→ TEXT:
====
Marquez's illegal gun transfer to the couple also highlights so-called straw purchases, when a gun is bought by someone who intends to give it to someone else. According to a PBS "Frontline" report, such gun sales are often easy to spot, with both individuals visiting a gun dealer together to make the purchase, and account for a significant percentage of guns used in crimes, versus only 10-15 percent that are stolen.

Farook and Marquez may have intended to use them in a potential attack they discussed in 2012, but never carried out. The guns were purchased during that time. Yet it's unclear if Marquez knew about plans for the December 2015 attacks when he handed over the guns. Previously, law enforcement said he did not, but last week, they told The Washington Post that he could be charged with a federal felony if aware of the Farooks' plans.

Polls have found that, despite split opinions on "gun control" writ large, the vast majority of Americans support background checks for gun purchases. Yet preventing "straw purchases" has proven difficult through standard background checks. 

Today, the National Rifle Association (NRA) opposes expanding background checks: a shift from their late-1990s position of encouraging checks "for every sale at every gun show. No loopholes anywhere for anyone," as NRA chief executive officer Wayne LaPierre said testifying to a Congressional subcommittee in 1999. 

The NRA says it opposes expanding background checks because they don't get to the "real" problem: illegal guns, including straw purchases. "No amount of background checks can stop these criminals," says the organization's Institute for Legal Action.
====
→ Data pulled from a collection:

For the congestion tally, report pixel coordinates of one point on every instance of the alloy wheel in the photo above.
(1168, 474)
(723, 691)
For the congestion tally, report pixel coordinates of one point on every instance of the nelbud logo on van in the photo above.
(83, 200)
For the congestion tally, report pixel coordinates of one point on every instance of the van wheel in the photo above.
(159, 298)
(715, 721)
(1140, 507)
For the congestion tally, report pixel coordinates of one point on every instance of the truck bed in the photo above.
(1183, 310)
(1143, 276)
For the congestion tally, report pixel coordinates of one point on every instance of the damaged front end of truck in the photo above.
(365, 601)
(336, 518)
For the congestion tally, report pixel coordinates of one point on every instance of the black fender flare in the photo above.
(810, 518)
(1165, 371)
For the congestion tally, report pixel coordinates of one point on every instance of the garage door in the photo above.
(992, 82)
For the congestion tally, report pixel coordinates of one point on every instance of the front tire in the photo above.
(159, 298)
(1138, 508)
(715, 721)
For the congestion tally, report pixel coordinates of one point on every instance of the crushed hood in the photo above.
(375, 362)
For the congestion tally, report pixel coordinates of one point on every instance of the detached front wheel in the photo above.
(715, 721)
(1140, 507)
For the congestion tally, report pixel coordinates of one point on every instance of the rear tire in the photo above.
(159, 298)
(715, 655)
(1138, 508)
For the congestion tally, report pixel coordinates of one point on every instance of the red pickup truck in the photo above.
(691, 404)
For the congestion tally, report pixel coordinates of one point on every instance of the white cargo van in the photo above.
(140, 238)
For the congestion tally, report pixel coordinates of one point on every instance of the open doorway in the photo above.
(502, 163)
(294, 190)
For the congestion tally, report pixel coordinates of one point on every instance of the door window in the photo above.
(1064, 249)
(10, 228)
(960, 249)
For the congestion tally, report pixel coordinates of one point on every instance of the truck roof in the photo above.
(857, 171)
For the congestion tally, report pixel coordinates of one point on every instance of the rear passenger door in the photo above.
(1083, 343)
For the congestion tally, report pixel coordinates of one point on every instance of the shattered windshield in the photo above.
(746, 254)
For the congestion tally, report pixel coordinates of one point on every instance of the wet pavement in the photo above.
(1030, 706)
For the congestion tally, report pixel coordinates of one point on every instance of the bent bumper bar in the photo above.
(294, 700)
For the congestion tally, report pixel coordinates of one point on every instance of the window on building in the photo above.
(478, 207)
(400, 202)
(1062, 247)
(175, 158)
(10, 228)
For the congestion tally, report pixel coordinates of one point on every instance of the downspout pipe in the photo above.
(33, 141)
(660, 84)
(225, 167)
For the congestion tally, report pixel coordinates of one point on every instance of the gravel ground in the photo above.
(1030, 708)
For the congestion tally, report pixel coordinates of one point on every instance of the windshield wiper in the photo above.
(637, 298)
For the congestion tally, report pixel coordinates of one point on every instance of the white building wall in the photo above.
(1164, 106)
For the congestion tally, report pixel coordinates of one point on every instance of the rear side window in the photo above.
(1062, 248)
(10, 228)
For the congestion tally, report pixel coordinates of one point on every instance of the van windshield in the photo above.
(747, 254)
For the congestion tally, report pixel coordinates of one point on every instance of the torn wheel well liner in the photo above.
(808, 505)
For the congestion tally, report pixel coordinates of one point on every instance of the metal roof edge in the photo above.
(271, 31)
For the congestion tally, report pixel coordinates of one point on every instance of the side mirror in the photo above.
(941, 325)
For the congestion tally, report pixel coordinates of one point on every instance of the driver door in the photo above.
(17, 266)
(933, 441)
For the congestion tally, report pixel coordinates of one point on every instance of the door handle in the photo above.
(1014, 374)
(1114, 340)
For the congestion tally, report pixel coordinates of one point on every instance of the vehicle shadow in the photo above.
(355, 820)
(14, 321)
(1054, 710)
====
→ YOUR TASKS:
[1] Write out the passage of the text on straw purchases from "Marquez's illegal gun" up to and including "that are stolen.".
[2] In the text on straw purchases, to whom did Wayne LaPierre give testimony in 1999?
[3] Translate this sentence from the text on straw purchases into Spanish: "The guns were purchased during that time."
The items have no role in this work.

→ TASK RESPONSES:
[1]
Marquez's illegal gun transfer to the couple also highlights so-called straw purchases, when a gun is bought by someone who intends to give it to someone else. According to a PBS "Frontline" report, such gun sales are often easy to spot, with both individuals visiting a gun dealer together to make the purchase, and account for a significant percentage of guns used in crimes, versus only 10-15 percent that are stolen.

[2] A Congressional subcommittee.

[3] Las armas se compraron durante ese período.